- _AUFGABEN_
A. Kopiere aus dem Forenthread zu Fehlern im neuen Board den Abschnitt von "zurückgezogen" bis einschließlich "früher auch war." wortgetreu.
B. Führe den Forenthread zu Fehlern im neuen Board nach seinem letzten Satz weiter.

- _DOKUMENTTEXT_
═══
Oh man - wenn ers nu nich findet... dann weis ichs och nich


----------



## Joachim (29. Nov. 2009)

*AW: Fehler im neuen Board?*

"showing posts" "Fehler" behoben - also übersetzt.


----------



## Joachim (29. Nov. 2009)

*AW: Fehler im neuen Board?*

"Letzte Beiträge" in der Forenübersicht besser plaziert, verschoben.


----------



## Dr.J (29. Nov. 2009)

*AW: Fehler im neuen Board?*

PN - Button noch übersetzen


----------



## Joachim (29. Nov. 2009)

*AW: Fehler im neuen Board?*

Link/Button zum jeweiligen Useralbum eines Users neben dessen Beiträgen wieder eingefügt.


----------



## Christine (29. Nov. 2009)

*AW: Fehler im neuen Board?*

zurückgezogen


----------



## Christine (29. Nov. 2009)

*AW: Fehler im neuen Board?*

Und kann ich bitte den Button "Neue Beiträge" wieder ganz links haben, wo er früher auch war. 

Büdde


----------



## Joachim (29. Nov. 2009)

*AW: Fehler im neuen Board?*

Ja - unten links. Stylewahlbox: "Old Fashion Style"


----------



## wmt (29. Nov. 2009)

*AW: Fehler im neuen Board?*

hier: *Einbinden von Bildern aus dem WEB*

offenbar lassen sich wieder einmal keine bilder aus dem Web mit entsprechender Anzeige einbauen. Die option mit  bringt derzeit auch nichts.
═══
- _Einträge mit Koordinatenannotationen_
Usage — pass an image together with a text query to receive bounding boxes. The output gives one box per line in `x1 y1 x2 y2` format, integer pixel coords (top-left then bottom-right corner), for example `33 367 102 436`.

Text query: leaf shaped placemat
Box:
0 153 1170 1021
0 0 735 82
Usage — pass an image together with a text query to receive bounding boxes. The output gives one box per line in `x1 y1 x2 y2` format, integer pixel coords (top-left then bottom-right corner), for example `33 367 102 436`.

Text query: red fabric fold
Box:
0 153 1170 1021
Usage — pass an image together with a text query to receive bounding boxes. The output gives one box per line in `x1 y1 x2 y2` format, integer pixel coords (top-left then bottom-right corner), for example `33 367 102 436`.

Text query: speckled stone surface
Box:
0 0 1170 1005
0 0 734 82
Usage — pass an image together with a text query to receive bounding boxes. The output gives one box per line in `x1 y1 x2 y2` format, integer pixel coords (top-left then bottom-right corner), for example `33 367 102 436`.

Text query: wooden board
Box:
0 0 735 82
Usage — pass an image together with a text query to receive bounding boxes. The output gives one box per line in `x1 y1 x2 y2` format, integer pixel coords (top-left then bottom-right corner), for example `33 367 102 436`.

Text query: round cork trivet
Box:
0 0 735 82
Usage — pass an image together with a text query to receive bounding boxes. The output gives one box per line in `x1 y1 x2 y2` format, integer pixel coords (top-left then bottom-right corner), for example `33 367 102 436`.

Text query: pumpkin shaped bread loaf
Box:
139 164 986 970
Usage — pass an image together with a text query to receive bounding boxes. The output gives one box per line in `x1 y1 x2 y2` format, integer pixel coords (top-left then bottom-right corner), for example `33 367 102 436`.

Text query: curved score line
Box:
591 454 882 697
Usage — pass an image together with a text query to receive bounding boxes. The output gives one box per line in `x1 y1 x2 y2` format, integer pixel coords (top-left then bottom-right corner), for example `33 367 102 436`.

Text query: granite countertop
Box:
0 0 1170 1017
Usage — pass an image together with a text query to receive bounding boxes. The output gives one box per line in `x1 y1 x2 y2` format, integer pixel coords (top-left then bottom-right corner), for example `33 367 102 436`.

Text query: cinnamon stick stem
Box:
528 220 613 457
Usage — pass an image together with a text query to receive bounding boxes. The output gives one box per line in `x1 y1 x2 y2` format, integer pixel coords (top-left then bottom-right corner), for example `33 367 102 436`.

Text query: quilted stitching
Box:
═══
- _LÖSUNGEN_
A.
zurückgezogen


----------



## Christine (29. Nov. 2009)

*AW: Fehler im neuen Board?*

Und kann ich bitte den Button "Neue Beiträge" wieder ganz links haben, wo er früher auch war.

B.
Vielleicht kann sich das einmal jemand anschauen.


----------



## dersil (29. Nov. 2009)

*AW: Fehler im neuen Board?*



mitch schrieb:


> mitch war am basteln
> 
> Anhang anzeigen 56478



gehört sicher nich so ganz hierher

Aber der Beitrag von mitch
bringt mich auf die Idee - so was wie einen "Bannertausch" für unser Forum hier zu starten.
Banner von einem User ausgewählt und eingestellt so aller paar Wochen im Wechsel.

ob es da technische + Lizenz + oder änliche Probleme gibt 

und zu diesem Thread hier, kann ich nur sagen - sorry arbeite in der OldVersion, bin schon älter und nicht mehr so flexibel 
weiterhin wird leider das neue Design von meinem preiswerten Monitor auch noch schlechter dargestellt als die Old


----------



## guenter (29. Nov. 2009)

*AW: Fehler im neuen Board?*

will nicht meckern, macht ja viiiieeeel Arbeit. Danke dafür.

Könnten die Farben der Schrift etwas kräftiger sein, wie vorher?


----------



## Christine (29. Nov. 2009)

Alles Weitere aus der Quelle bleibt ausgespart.